**Görev amacı**
Aşağıdaki sayfada "Yeri gelmişken belirtelim" diye başlayan paragrafı, ana bilgilerini koruyarak madde madde yeniden yazın.

**Sayfa**
^^^^

Ve Tanrıöver’in hayranlık duyduğu Patrik Athenagoras’la Papa VI. Paul 1965’te bir araya gelerek 1054 yılında Katolik ve Ortodoks kiliselerinin aldığı aforoz kararını dinlerarası diyalog kapsamında karşılıklı olarak kaldırdı.
Yeri gelmişken belirtelim: Papa VI. Paul, 3 yıl süren (1962-1965) II. Vatikan Konsili’nin öncüsüydü. Bu Konsil, dinlerarası diyalog adı altında yapılan misyonerlik faaliyetlerini de hızlandıracaktı.
Lozan’a aykırı bir şekilde vatandaş yapılarak patrikliği onaylanan Athenagoras’a, Lozan’da aldığımız mübadele kararına karşı Rumlara giderek “Türk’üz deyin, burada kalın…” diyerek muhalefet eden Papa Eftim kişisi hiç gecikmeden biat edecekti.
Atatürk döneminde gazetelere “Aforozumun kaldırılması gibi bir talebim yoktur.” kabilinden beyanatlarda bulunan Eftim kişisi, yakın arkadaşı Tanrıöver gibi Athenagoras’a hayranlık duyuyor; Cihan patriği diyerek kutsaliyet atfediyordu.

^^^^

(Nokta yerleştirme verileri)
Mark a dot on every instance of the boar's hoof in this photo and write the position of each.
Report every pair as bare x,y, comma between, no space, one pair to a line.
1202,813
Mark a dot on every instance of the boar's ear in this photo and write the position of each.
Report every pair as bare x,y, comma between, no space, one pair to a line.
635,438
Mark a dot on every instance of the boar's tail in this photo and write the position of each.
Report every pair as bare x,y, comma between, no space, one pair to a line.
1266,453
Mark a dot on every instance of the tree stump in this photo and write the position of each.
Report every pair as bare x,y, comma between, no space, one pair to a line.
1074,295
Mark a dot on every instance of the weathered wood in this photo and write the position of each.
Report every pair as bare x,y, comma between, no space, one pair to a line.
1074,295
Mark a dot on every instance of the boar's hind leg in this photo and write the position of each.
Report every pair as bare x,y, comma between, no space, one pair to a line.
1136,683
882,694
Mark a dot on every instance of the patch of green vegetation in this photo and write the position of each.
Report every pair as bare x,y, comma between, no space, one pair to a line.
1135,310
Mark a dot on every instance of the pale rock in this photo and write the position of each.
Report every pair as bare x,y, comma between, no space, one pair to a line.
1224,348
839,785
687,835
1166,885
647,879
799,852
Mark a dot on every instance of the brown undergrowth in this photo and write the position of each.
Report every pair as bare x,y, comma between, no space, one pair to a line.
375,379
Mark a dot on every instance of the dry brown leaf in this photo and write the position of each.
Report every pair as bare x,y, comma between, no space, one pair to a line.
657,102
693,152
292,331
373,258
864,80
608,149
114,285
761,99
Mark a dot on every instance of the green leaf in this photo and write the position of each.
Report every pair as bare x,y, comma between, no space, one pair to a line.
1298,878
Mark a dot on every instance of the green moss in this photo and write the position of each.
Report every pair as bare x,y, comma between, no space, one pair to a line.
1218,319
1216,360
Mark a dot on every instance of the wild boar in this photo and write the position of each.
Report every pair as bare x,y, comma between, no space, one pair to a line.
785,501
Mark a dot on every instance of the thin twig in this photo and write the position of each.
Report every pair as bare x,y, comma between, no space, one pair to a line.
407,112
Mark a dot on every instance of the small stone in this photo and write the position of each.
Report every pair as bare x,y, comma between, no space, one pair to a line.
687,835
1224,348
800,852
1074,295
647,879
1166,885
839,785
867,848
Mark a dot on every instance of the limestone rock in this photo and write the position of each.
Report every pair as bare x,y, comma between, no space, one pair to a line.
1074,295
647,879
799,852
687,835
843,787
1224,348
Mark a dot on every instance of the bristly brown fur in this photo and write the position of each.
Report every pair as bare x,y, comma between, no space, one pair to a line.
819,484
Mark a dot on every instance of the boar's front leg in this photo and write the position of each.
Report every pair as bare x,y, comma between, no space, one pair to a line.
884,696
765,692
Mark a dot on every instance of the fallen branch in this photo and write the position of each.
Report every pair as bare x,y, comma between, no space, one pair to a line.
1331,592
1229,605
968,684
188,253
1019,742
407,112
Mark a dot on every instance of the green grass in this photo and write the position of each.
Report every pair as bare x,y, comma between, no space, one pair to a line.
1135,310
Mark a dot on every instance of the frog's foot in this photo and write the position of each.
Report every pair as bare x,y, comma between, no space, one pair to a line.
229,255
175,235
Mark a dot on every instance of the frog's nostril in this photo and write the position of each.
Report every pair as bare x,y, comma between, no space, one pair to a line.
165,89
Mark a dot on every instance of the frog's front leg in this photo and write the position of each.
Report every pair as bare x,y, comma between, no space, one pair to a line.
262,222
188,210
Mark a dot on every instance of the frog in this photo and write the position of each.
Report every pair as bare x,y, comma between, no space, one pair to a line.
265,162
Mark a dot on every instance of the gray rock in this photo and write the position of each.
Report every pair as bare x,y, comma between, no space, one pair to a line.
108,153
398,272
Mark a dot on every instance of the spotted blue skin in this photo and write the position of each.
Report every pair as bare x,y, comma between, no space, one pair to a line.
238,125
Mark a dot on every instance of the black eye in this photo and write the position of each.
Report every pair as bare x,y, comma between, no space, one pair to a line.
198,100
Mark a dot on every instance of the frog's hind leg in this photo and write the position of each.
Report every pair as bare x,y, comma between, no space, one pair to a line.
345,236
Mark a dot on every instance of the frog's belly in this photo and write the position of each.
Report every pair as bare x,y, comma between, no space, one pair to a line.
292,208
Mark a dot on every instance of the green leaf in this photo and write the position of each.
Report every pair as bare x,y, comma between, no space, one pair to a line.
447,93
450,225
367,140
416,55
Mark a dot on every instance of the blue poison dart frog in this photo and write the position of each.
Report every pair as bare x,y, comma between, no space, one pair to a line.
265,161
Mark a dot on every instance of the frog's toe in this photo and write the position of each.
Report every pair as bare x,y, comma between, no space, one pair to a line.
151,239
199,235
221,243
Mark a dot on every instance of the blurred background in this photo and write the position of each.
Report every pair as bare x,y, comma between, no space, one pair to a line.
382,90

^^^^

**Sorunun çözümü**
- Papa VI. Paul, II. Vatikan Konsili’nin öncüsüydü.
- Konsil 3 yıl sürdü (1962-1965).
- Konsil, dinlerarası diyalog adı altında yapılan misyonerlik faaliyetlerini de hızlandıracaktı.